**AVAILABLE RECORDS:**
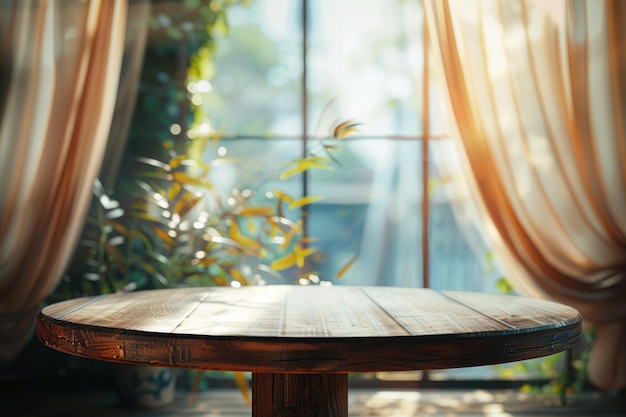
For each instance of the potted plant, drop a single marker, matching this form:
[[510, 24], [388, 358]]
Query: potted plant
[[176, 228]]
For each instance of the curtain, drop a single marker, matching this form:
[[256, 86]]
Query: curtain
[[60, 68], [537, 93]]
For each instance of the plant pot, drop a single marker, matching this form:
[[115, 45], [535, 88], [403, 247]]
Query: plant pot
[[144, 386]]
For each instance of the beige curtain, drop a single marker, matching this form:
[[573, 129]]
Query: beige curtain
[[537, 91], [60, 67]]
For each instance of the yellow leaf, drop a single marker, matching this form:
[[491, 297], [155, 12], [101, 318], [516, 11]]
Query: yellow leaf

**WHAT YOU WILL DO:** Each record should be quoted exactly, with the images omitted.

**EXPECTED ANSWER:**
For each instance of the potted plant, drop a single marker, matching this form:
[[510, 24], [388, 358]]
Query: potted plant
[[176, 228]]
For each instance of the curtain, drop a single marker, matching this form:
[[256, 86]]
Query: curtain
[[60, 68], [537, 93]]
For each instance of the plant pot, drop a single marker, matching this form:
[[115, 45], [535, 88], [403, 247]]
Query: plant pot
[[144, 386]]
For each instance of the beige curtain, drop a single marker, matching this form:
[[573, 129]]
Query: beige curtain
[[537, 91], [60, 67]]
For each instance of the yellow leaf, drop a single marker, matching this form:
[[491, 297], [155, 12], [101, 318], [516, 11]]
Query: yellow leaf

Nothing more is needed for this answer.